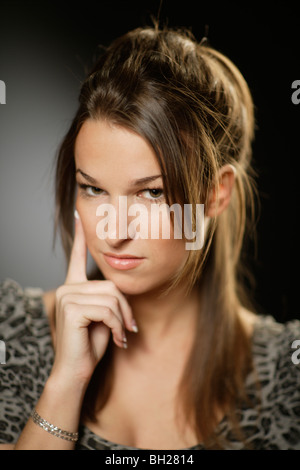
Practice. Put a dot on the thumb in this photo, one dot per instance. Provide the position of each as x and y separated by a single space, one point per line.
77 265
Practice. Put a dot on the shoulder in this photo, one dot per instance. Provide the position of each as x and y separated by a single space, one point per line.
25 334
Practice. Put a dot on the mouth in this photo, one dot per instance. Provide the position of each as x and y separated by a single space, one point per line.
122 261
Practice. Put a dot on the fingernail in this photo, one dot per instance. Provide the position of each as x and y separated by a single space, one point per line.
134 326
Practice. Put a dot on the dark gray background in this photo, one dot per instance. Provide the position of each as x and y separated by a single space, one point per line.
44 48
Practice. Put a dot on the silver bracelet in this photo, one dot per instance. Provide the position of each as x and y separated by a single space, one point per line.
54 430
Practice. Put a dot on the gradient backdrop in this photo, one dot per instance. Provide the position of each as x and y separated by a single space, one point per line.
44 49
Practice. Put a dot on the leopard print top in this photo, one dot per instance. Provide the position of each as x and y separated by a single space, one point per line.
25 335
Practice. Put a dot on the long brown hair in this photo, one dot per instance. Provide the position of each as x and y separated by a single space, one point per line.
193 106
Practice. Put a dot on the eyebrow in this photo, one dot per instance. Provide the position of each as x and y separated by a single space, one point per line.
132 183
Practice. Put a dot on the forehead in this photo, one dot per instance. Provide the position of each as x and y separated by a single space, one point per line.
101 145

- [Required action] From the first record to the last, restate everything exactly but omit the pictures.

- [Your response]
Practice. Put a dot on the thumb in this photo, one dot per instance. Provide the position of each as x and y separated by a single space, one point per line.
77 265
Practice. Put a dot on the shoulder in this photo, one dot per instance. Provide the position of each as x and y separated by a single space, one point per line.
25 334
Practice. Put a dot on the mouth in this photo, one dot per instance. Provide the position of each as x and y separated by a single space, one point per line.
122 261
Practice. Put a dot on the fingernail in this photo, one dot per instance. Provide the position of each as x and y separated by a single space, one point per line.
134 326
Practice. Put a dot on the dark gray background in this photo, one dot per instance. Provide the position of each as x and y separated by a single space, one point per line.
44 48
Practice. Put a dot on the silver bracelet in this photo, one dot per instance. Provide the position of each as x and y separated by a single space, one point per line.
54 430
Practice. Put a dot on the gradient backdrop in this photo, one dot per instance. Provide the position of each as x and y separated by a single space, one point per line.
44 49
Practice. Put a dot on the leopard print top in this photo, one dot per instance. Provide the position of each as x and y separated by a single space, one point per line.
25 335
Practice. Put a dot on the long brown hair in this photo, one dot per instance. Provide the position of each as x and y separated by a single space, one point per line.
193 106
Practice. Put a dot on the eyebrow in this photo, one dot per instance. Provide the position of each as x and y separated by a single space, one point per line.
132 183
Practice. Put a dot on the forehead in this photo, one dot per instance. Provide the position of each as x and y separated by a single space, one point per line.
101 145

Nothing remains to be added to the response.